**Instructions to follow**
The result should be the lines from the one holding "Locate the front bumper" to the final line of the records, retyped exactly.

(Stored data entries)
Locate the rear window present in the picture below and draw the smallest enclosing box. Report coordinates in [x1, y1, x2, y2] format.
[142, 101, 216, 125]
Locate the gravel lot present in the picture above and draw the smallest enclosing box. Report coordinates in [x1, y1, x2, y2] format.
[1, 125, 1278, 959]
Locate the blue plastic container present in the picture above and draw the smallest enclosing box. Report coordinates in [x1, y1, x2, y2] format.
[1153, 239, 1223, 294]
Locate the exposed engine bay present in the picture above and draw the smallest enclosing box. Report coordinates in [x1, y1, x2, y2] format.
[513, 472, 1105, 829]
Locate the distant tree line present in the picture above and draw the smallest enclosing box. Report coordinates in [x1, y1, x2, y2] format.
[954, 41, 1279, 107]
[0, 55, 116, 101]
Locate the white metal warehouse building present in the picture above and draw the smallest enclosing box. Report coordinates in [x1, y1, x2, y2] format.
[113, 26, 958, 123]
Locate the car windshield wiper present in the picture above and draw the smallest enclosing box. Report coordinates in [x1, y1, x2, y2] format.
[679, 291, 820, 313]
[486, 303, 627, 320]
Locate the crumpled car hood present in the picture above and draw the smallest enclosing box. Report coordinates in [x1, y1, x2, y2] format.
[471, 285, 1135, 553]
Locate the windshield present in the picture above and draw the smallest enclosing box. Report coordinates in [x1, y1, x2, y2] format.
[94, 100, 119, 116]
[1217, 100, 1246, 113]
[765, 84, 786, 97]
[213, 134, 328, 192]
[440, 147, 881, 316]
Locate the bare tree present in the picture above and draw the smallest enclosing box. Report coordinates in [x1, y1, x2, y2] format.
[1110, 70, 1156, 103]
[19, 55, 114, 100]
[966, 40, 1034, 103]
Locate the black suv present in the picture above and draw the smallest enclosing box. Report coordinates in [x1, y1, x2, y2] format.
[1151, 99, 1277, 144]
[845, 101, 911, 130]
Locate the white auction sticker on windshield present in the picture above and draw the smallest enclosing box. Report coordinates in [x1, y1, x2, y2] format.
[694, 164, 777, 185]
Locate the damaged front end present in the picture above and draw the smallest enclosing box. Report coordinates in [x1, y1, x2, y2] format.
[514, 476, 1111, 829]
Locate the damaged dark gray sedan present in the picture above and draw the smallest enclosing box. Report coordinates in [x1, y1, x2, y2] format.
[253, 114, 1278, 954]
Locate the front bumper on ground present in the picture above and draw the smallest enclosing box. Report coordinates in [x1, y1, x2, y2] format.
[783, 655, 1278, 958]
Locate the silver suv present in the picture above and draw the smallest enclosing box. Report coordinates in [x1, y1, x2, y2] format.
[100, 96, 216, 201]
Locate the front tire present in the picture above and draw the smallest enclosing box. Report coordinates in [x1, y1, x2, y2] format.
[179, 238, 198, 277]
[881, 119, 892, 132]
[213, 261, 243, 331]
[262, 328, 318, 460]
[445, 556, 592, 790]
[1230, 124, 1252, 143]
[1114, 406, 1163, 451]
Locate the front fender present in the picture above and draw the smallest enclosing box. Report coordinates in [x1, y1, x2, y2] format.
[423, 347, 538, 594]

**Answer box**
Locate the front bumper on ground present in the picture above and draw the smallest enclosing box. Report coordinates in [x1, y1, x2, y2] format.
[783, 655, 1278, 958]
Locate the silver suv present in the picture above and draw the smallest enclosing box. Report coordinates in [x1, y1, x2, y2] format.
[100, 96, 216, 201]
Locate the front tire present in the picture above and draw the smallest enclosing box. Report coordinates in [x1, y1, x2, y2] format.
[179, 238, 198, 277]
[881, 119, 892, 132]
[213, 261, 243, 331]
[262, 328, 318, 460]
[445, 556, 592, 790]
[1230, 124, 1252, 143]
[1114, 406, 1163, 451]
Locate the front fender present in the picture above and draw the smallest enclosing box. Report coordinates in [x1, y1, x2, y2] format.
[423, 347, 538, 594]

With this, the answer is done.